入门指南

五分钟内获取应用的遥测数据!

本页面将向您展示如何在 Python 中使用 OpenTelemetry 入门。

您将学习如何以自动化的方式对一个简单应用进行添加仪表,从而将 [traces][] 和 [metrics][] 发送到控制台。

准备工作

确保您已在本地安装了以下软件:

示例应用

以下示例使用基本的 Flask 应用程序。如果您没有使用 Flask,也没关系 - 您也可以将 OpenTelemetry Python 与其他 Web 框架一起使用,例如 Django 和 FastAPI。关于支持的框架的完整列表,请参见 registry

有关更详细的示例,请参见 examples

安装

首先,在新目录中设置一个环境:

mkdir otel-getting-started
cd otel-getting-started
python3 -m venv .
source ./bin/activate

现在安装 Flask:

pip3 install 'flask<3'

创建并启动一个 HTTP 服务器

创建一个名为 app.py 的文件,并将以下代码添加到其中:

from random import randint
from flask import Flask

app = Flask(__name__)

@app.route("/rolldice")
def roll_dice():
    return str(roll())

def roll():
    return randint(1, 6)

使用以下命令运行应用程序,并在 Web 浏览器中打开 http://localhost:8080/rolldice 以确保它正常工作。

flask run -p 8080

仪表化

自动仪表化将代表您生成遥测数据。有几种选项可以使用,更详细的内容请参见 Automatic Instrumentation。这里我们将使用 opentelemetry-instrument 代理。

[点标注数据集中的条目]
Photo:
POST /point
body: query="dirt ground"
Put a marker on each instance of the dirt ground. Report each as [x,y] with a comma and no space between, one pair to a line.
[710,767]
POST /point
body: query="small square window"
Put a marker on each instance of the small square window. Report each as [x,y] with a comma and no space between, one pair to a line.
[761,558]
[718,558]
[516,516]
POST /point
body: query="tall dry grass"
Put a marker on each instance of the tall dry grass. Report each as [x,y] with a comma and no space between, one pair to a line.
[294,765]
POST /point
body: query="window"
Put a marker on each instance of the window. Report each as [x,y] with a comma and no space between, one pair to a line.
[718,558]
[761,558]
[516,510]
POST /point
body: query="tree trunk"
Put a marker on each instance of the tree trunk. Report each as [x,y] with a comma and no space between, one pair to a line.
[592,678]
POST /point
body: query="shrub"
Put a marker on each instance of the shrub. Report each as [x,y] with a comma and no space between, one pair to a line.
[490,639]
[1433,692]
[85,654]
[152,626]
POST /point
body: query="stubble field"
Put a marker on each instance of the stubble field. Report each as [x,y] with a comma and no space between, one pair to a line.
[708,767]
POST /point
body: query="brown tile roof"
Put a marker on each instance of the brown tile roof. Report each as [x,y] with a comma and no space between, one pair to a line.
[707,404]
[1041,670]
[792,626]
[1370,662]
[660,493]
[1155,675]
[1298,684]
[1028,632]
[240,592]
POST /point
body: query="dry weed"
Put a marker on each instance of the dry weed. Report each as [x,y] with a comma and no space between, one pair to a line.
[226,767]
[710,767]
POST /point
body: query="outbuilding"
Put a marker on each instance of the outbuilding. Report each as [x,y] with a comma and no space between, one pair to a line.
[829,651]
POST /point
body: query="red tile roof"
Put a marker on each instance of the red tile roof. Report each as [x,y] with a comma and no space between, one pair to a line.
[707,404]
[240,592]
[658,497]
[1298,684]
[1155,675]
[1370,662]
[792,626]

**任务内容:**
**1)** 根据这份 OpenTelemetry 入门指南回答下列问题：
(a) 除 Flask 外，指南提到 OpenTelemetry Python 还可以与哪些 Web 框架一起使用？
(b) 运行示例应用的命令使用哪个端口？
(c) 指南在自动仪表化部分选用了哪个代理？
**2)** 请逐字引用这份 OpenTelemetry 入门指南中从“source ./bin/activate”到“app = Flask(__name__)”的部分。
作答时只依据这份入门指南，不参考数据行。

**参考答案:**
**1)**
(a) Django 和 FastAPI。
(b) 8080 端口。
(c) opentelemetry-instrument 代理。

**2)**
source ./bin/activate

现在安装 Flask:

pip3 install 'flask<3'

创建并启动一个 HTTP 服务器

创建一个名为 app.py 的文件,并将以下代码添加到其中:

from random import randint
from flask import Flask

app = Flask(__name__)